## Direction A
Answer these questions about the letter below:
(i) How many years ago did the person addressed in the letter die?
(ii) Whose singing of the Bhojpuri lullaby does the letter mention?
(iii) What does the writer now drink alone?

## Document segment
You left us 18 years ago today. Since that day I have missed you every single day, sometimes days more than others, but not a single day has passed without feeling your presence, be it just the smile I give your lovely picture every morning when I sit down to work, just about the time when you and I shared a cup of tea when everyone else slept. Today I just drink it alone.
You taught me so much! From absolute surrender to a greater force to unwavering faith in the destiny of India, from the delights of life lived king size to the joy of sharing a humble meal; from erudite books of diverse cultures to the soothing lilt of the Bhojpuri lullaby your mother sang. I have carried each of the precious lessons you taught me and tried to abide by them even when it has been difficult to do so, as you where you also not the one to have taught me to always chose the road less travelled.
For the past ten years I have done just that though I must confess, it has not always been easy. But I have muddled through as best I could and never given up. But today Papa my feet are faltering and I feel like the little girl who awoke at night frightened by a dream and who called out in the dark. Only the dream this time is real and the father who always came to make things right is no more. Yet today I need him more than ever.

## Supplied entries

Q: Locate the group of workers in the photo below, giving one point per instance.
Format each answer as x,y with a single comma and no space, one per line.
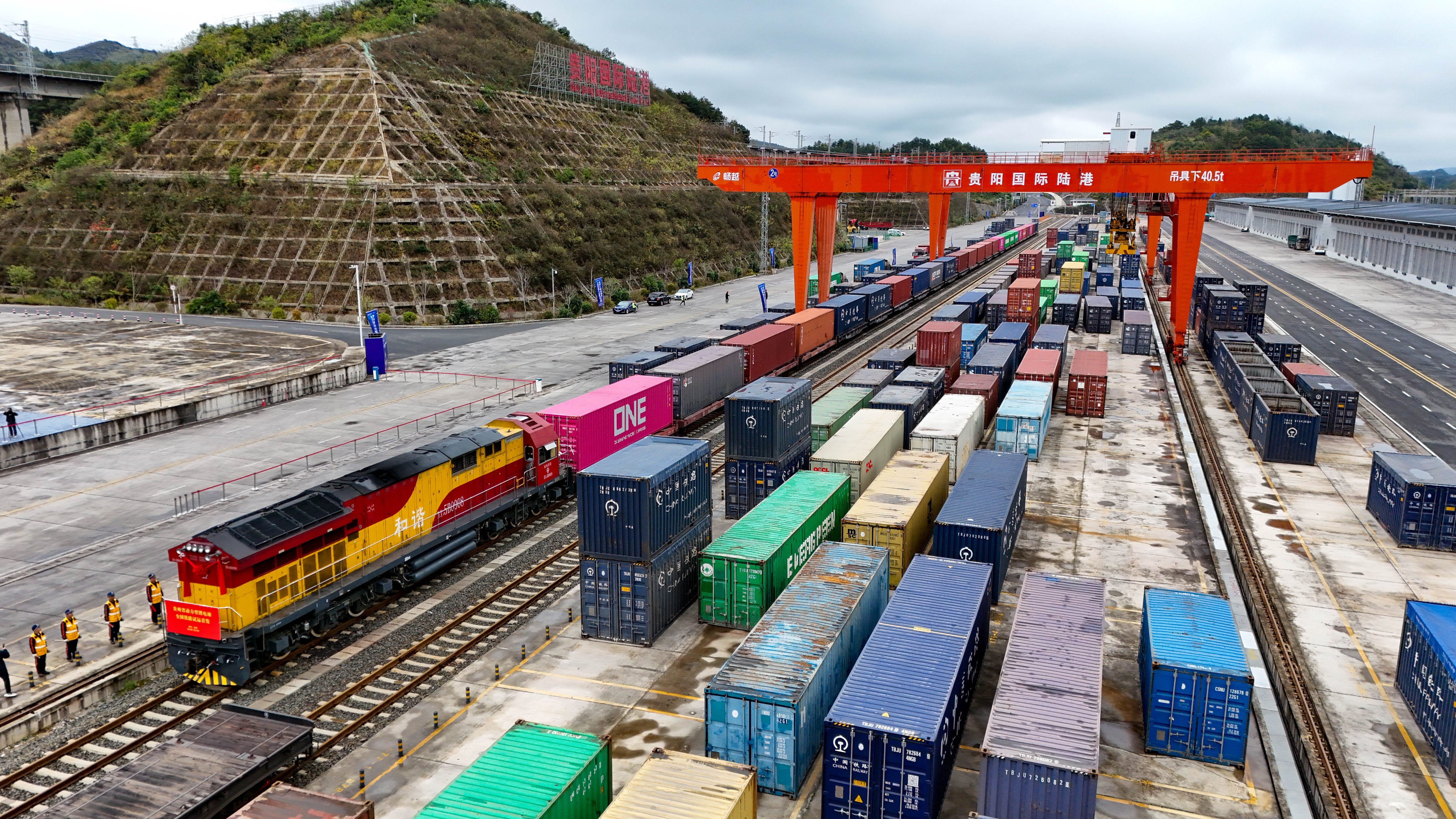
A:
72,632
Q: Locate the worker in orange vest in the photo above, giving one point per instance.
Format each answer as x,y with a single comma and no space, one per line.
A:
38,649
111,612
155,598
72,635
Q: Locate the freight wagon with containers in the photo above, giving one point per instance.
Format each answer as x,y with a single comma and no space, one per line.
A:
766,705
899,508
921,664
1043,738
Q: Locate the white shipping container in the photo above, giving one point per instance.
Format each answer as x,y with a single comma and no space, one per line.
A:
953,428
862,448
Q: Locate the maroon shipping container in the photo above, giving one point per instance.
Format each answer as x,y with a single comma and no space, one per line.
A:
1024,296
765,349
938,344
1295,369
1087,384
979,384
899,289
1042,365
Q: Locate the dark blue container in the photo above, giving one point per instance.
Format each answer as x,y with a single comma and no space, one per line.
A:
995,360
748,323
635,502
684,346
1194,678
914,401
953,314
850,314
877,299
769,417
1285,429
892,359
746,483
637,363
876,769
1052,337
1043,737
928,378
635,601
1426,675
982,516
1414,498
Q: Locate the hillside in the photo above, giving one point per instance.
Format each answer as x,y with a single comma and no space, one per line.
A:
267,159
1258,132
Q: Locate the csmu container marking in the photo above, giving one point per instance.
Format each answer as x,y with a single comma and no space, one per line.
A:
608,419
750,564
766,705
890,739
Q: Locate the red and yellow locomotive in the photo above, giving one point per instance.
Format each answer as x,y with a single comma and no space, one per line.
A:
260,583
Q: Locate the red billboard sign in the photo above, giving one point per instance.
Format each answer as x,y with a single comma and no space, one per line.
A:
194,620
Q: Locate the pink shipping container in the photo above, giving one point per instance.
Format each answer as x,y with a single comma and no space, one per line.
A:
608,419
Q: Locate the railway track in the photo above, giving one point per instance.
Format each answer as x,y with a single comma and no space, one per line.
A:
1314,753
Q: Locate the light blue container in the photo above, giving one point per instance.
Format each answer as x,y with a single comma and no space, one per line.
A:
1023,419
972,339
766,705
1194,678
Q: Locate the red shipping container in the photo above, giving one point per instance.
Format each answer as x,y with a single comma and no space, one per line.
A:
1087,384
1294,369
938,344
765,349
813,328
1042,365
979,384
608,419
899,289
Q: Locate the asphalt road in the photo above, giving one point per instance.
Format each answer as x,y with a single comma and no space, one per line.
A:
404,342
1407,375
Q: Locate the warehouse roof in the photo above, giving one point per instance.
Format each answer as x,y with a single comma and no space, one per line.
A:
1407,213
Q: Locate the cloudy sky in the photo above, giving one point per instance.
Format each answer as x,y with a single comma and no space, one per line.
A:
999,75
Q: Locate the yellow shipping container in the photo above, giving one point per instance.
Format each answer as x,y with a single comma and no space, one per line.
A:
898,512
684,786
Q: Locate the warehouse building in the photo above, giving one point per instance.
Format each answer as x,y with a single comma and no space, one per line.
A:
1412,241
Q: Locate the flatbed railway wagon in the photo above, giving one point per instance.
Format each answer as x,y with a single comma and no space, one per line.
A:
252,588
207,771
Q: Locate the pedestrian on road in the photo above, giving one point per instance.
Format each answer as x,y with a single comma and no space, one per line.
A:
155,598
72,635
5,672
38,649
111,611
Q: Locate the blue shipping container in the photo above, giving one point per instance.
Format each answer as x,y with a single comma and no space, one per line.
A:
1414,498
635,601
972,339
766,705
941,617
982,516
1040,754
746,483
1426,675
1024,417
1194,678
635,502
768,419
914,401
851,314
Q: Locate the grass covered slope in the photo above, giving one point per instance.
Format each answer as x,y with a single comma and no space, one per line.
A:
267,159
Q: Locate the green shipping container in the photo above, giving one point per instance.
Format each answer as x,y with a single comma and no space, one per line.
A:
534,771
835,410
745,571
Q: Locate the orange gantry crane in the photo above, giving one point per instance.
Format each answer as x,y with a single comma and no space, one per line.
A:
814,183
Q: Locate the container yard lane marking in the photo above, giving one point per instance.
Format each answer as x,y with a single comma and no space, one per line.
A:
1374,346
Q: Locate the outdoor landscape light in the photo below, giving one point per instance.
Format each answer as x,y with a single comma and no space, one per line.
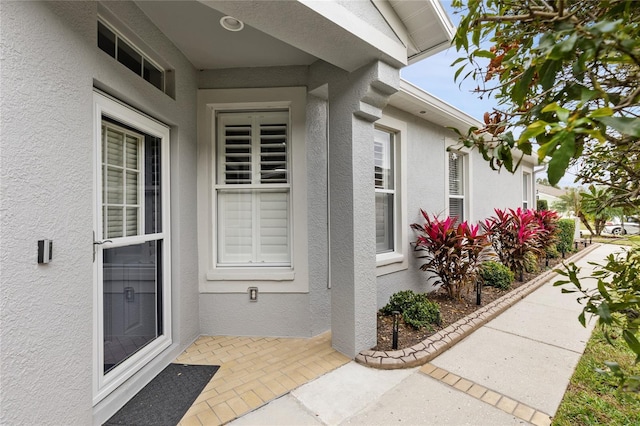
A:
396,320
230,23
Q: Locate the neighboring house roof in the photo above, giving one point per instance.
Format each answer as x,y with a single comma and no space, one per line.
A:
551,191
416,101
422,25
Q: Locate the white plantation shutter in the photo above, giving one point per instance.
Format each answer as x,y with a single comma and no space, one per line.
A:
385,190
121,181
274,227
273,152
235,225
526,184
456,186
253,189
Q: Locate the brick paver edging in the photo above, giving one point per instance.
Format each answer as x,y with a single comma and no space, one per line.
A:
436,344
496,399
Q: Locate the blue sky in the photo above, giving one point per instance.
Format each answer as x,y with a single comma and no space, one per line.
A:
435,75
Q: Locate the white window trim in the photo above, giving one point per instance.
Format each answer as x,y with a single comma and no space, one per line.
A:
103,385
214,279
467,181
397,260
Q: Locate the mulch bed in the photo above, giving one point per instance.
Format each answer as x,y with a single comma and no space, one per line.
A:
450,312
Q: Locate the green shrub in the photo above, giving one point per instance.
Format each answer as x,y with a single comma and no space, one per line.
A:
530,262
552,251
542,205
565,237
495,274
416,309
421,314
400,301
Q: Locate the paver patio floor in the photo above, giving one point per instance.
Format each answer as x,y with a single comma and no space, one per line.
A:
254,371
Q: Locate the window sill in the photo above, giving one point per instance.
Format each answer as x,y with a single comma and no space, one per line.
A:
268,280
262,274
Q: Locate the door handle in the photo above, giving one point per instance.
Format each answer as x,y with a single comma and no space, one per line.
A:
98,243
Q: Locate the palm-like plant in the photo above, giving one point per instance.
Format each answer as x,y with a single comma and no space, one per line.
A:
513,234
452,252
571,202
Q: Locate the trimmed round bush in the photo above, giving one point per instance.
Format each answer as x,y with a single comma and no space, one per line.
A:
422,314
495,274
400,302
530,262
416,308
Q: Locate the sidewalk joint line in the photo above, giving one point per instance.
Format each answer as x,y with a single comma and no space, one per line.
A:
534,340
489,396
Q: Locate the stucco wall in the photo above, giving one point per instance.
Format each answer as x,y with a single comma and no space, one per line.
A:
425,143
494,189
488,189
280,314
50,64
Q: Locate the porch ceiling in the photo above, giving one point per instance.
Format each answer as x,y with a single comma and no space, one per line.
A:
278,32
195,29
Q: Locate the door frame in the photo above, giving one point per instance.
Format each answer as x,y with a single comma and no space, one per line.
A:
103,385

## Direction B
Update the rows from the line containing "Q: Locate the door frame" through the end of the rows, replacing "door frame" with "window frame" and leaving everything else unchanged.

## Written solution A
(i) 18 years ago.
(ii) The mother of the person addressed.
(iii) A cup of tea.

## Written solution B
Q: Locate the window frame in the photo above, giving one point per instance.
Format each answer as x,y with a single comma and no space, one per line.
A:
103,385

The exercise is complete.